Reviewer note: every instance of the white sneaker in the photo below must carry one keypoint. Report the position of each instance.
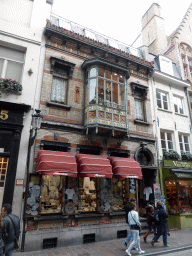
(128, 253)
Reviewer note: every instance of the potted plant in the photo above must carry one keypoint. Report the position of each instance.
(10, 86)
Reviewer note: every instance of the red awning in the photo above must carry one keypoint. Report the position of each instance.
(56, 163)
(125, 168)
(93, 166)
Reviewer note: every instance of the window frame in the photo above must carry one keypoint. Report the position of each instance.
(166, 140)
(176, 97)
(7, 60)
(183, 142)
(162, 101)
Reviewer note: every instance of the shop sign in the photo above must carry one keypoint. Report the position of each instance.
(177, 163)
(11, 116)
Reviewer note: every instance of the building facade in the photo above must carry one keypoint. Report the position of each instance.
(95, 149)
(21, 58)
(171, 86)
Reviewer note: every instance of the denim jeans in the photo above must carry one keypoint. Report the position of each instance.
(136, 240)
(161, 230)
(9, 249)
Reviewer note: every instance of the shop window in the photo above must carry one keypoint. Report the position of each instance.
(178, 105)
(185, 196)
(166, 140)
(120, 193)
(172, 197)
(33, 195)
(184, 143)
(11, 63)
(70, 195)
(162, 100)
(88, 194)
(51, 194)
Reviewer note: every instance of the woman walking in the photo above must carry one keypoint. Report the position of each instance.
(133, 218)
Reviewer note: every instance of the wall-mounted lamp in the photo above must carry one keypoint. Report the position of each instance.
(36, 124)
(30, 72)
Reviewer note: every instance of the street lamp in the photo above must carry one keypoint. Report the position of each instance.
(35, 125)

+++++

**Task directions:**
Every line of the data should be copied as it stands, without the images.

**Result of this exercise:**
Reviewer note: every instance of the white sneaker in the photo below must carry one keypoint. Report the position of each instance.
(128, 253)
Reviewer note: every instance of the potted plant in the photo above must carry one keypoint. Report the position of each instance.
(10, 86)
Reviewer note: every instance of the red awning in the photo above must carry one keypoint. Report the position of each instance.
(56, 163)
(125, 168)
(93, 166)
Reviewer note: every instance of the window frame in the photo above must carry one keypoint. Report the position of each instance.
(166, 140)
(176, 97)
(7, 60)
(183, 142)
(162, 101)
Reviewer note: every instance of the shop sign in the photo above must carry one keypoint. Report the position of each instance.
(177, 163)
(11, 116)
Reviewer note: every instance of the building facade in the photo above must carry one keypoint. Report the position of each instance.
(95, 149)
(21, 58)
(171, 86)
Reviewer note: every instance of the denim jeans in the photo above must carry one keypoint. Report the position of each instance.
(136, 240)
(161, 230)
(9, 249)
Reviewer note: every instance of the shop window in the photo above must carry one keypoint. Report the position of each instance.
(178, 105)
(185, 196)
(166, 140)
(120, 193)
(172, 197)
(33, 195)
(184, 143)
(11, 63)
(70, 195)
(162, 100)
(88, 194)
(51, 194)
Reviewer note: every instance of the woman walking in the photo above must carry one keypoint. Report the position of each instance.
(133, 218)
Reviewer note: every instance of the wall-mounted lamp in the photo above must carry one keypoint. Report the position of each instance.
(36, 124)
(30, 72)
Reviewer note: every instance of the street lamp in the photo above must carry one keypoint. Report the position of each instance.
(35, 125)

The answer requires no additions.